Work request:
Leave out every line before the one that contains "Highlight dirt path.". Please restate that line and the rest of the data word for word, through the end.

***

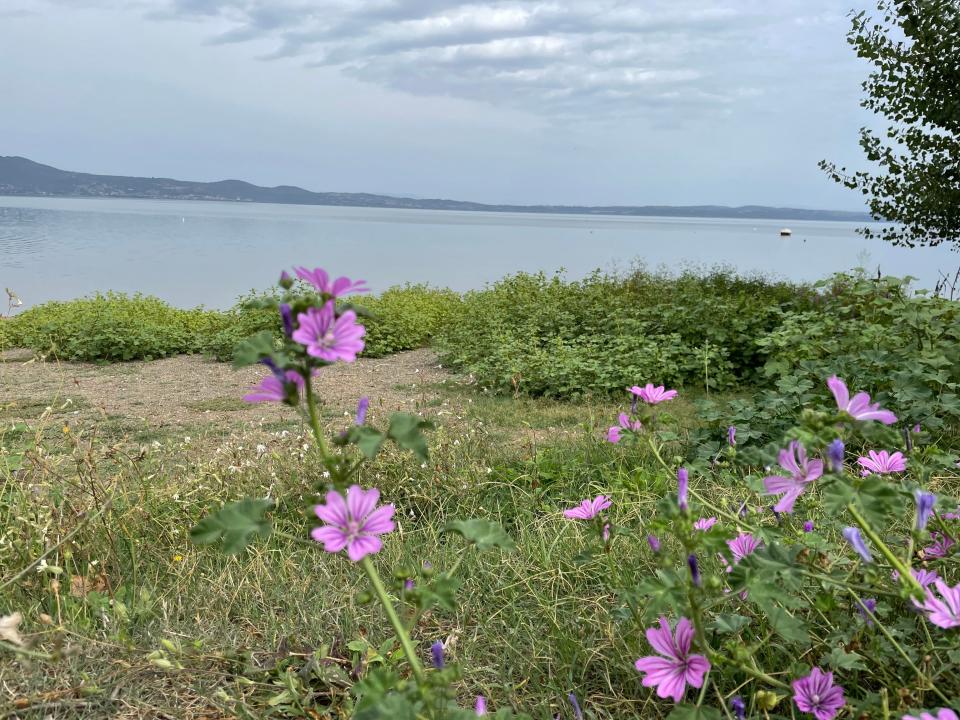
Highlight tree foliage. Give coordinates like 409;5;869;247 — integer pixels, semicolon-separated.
820;0;960;248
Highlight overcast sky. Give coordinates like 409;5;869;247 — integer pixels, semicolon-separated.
0;0;878;208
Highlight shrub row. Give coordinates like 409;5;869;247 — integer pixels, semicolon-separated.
1;285;459;363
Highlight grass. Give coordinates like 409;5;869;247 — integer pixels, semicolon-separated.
0;369;685;719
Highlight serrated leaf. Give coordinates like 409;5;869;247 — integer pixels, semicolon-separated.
190;498;273;555
347;426;387;459
387;413;434;462
755;598;809;643
445;519;515;551
709;613;752;635
826;647;865;670
232;330;277;368
666;705;722;720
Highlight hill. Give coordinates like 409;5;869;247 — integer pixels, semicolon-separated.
0;155;873;222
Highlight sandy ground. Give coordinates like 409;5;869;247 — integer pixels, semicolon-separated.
1;348;455;431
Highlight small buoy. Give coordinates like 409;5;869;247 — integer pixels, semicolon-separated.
779;228;792;236
181;217;186;223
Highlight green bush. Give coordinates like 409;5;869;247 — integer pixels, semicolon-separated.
8;292;230;362
5;285;461;363
435;268;813;397
355;284;460;358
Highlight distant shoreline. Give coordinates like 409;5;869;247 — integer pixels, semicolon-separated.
0;155;875;223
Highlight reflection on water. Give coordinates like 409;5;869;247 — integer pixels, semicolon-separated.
1;196;956;309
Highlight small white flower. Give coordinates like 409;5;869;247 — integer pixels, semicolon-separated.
255;444;267;455
322;471;331;478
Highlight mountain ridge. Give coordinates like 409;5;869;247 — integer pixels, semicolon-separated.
0;155;874;222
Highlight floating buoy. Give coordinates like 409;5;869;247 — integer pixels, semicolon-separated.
780;228;792;236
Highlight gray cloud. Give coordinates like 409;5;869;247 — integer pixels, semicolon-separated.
141;0;851;118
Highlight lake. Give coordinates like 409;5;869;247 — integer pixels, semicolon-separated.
1;196;956;310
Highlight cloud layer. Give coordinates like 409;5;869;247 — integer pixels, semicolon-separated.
149;0;850;118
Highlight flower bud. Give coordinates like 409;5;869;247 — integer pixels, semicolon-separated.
279;270;293;289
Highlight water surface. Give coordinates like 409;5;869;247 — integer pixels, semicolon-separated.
1;196;955;309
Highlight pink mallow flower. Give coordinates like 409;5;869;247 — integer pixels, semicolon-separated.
292;301;365;362
563;495;612;520
294;266;369;297
763;441;823;513
694;517;717;532
913;579;960;629
792;667;846;720
827;375;897;424
243;370;305;403
922;533;955;560
607;413;642;443
629;383;678;404
903;710;959;720
634;617;710;703
311;485;395;562
727;533;761;565
857;450;907;475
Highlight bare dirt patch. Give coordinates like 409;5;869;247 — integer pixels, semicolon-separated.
1;348;456;431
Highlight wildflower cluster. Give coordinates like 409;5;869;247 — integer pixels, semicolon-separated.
192;266;525;718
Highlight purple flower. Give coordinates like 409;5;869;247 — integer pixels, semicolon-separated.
602;523;611;543
856;597;877;626
563;495;612;520
279;303;294;337
607;413;642;444
292;302;366;363
922;533;955;559
475;696;487;716
647;534;661;553
842;527;873;563
677;467;689;511
826;438;845;473
912;423;922;433
857;450;907;475
431;641;445;669
694;517;717;532
763;441;823;513
568;693;583;720
634;617;710;702
629;383;678;404
355;396;369;426
279;270;293;288
903;710;959;720
243;369;305;404
687;554;701;587
914;490;936;530
727;426;736;447
827;375;897;424
404;579;415;591
914;579;960;629
294;266;369;297
730;696;746;720
803;520;815;533
892;567;940;587
792;667;845;720
310;485;395;562
727;533;761;564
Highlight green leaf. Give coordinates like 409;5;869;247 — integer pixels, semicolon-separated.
825;647;866;670
445;519;516;551
709;613;752;635
387;413;434;461
754;598;809;644
347;426;387;459
232;330;277;368
666;705;722;720
190;498;273;555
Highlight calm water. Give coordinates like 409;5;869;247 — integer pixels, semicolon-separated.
1;196;956;309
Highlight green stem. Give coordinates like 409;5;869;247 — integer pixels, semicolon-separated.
843;588;949;705
847;504;924;597
303;374;331;462
360;555;426;684
709;651;788;689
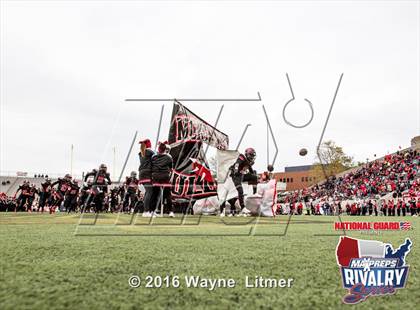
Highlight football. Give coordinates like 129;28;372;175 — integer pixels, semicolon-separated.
299;148;308;156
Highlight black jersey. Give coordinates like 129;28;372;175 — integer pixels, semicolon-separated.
41;181;52;193
229;153;254;176
51;178;71;195
125;177;139;193
110;187;119;199
17;184;31;196
84;170;111;187
28;187;38;198
139;148;154;182
67;183;80;196
151;153;173;185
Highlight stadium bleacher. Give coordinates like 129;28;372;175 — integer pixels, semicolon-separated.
280;146;419;207
0;176;58;196
0;176;19;196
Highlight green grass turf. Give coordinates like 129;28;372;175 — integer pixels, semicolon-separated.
0;213;418;309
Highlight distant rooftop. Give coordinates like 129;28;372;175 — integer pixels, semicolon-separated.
284;165;314;172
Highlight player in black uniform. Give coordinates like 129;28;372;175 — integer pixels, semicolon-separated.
14;180;31;211
109;186;120;213
123;171;139;213
138;139;155;216
83;164;112;213
64;179;80;213
50;174;72;213
79;179;92;212
117;184;125;206
148;141;173;217
38;178;52;213
82;169;97;213
220;148;258;216
27;184;39;211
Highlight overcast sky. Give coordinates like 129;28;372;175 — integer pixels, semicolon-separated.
1;1;419;179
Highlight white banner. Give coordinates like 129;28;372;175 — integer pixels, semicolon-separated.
256;179;277;216
216;150;238;183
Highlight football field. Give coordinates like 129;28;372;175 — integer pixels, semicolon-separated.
0;213;418;309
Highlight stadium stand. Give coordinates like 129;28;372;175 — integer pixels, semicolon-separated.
0;177;58;196
0;176;19;196
276;146;419;215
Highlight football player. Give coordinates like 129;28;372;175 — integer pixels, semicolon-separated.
123;171;139;213
221;148;258;216
50;174;72;213
38;178;52;213
83;164;112;213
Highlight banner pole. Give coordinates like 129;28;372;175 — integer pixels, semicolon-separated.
155;104;165;150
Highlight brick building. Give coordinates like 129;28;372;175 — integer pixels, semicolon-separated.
272;165;318;191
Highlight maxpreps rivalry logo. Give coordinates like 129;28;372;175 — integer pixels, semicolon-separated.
336;237;412;304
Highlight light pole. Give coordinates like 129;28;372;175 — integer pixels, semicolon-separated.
113;146;116;180
70;144;74;176
266;122;269;167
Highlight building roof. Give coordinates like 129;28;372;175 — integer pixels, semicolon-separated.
284;165;314;172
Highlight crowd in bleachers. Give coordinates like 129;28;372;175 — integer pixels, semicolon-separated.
277;148;420;216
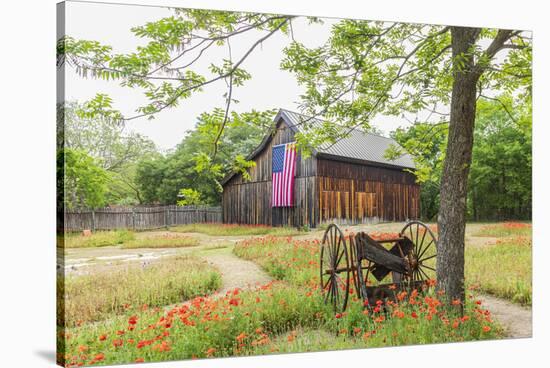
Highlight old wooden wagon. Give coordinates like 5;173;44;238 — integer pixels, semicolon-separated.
221;109;419;228
320;221;438;312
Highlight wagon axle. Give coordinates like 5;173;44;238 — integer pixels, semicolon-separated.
320;221;438;312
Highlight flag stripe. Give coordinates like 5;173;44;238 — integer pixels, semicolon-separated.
272;143;297;207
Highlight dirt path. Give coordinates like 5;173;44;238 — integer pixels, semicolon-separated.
202;250;272;294
479;294;532;338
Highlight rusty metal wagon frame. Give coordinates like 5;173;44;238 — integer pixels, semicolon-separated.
320;221;438;312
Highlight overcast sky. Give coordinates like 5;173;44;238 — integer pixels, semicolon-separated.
63;1;421;151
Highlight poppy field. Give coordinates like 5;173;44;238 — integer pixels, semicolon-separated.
57;224;514;367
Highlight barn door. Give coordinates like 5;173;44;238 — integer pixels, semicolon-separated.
355;192;377;221
321;190;350;223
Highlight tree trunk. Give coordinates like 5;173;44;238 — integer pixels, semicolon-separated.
436;27;481;304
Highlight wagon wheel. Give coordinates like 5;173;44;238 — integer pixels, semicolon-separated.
320;224;350;312
399;221;438;285
349;236;373;298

***

Exercise solution:
Highlight dirt path. Give coordinates like 5;173;44;238 — integer pixels, semicolon-separated.
202;250;272;294
479;294;532;338
Highlight rusty metal wagon frame. Give coordinates like 5;173;44;238 — integer pixels, semicolon-separated.
320;221;438;312
Highlight overcast sky. Give coordinates like 5;173;44;238 — integer pixels, semicolon-separated.
63;1;421;151
Highlight poppy field. Give coordinates like 5;173;44;238 — integer pixels, semicolon-separated.
57;224;514;367
Highlight barn door. Give coordinates like 5;173;44;238 — integer pixels, semicolon-separated.
355;192;377;221
321;190;350;223
Highlight tree trunk. Give coordinates like 5;173;44;238 — integer pixels, semicolon-separated.
436;27;481;304
Highlight wagon wheel. Give coordinates like 5;173;44;238 — integer pixels, semicolon-separated.
320;224;350;312
399;221;438;285
349;236;373;298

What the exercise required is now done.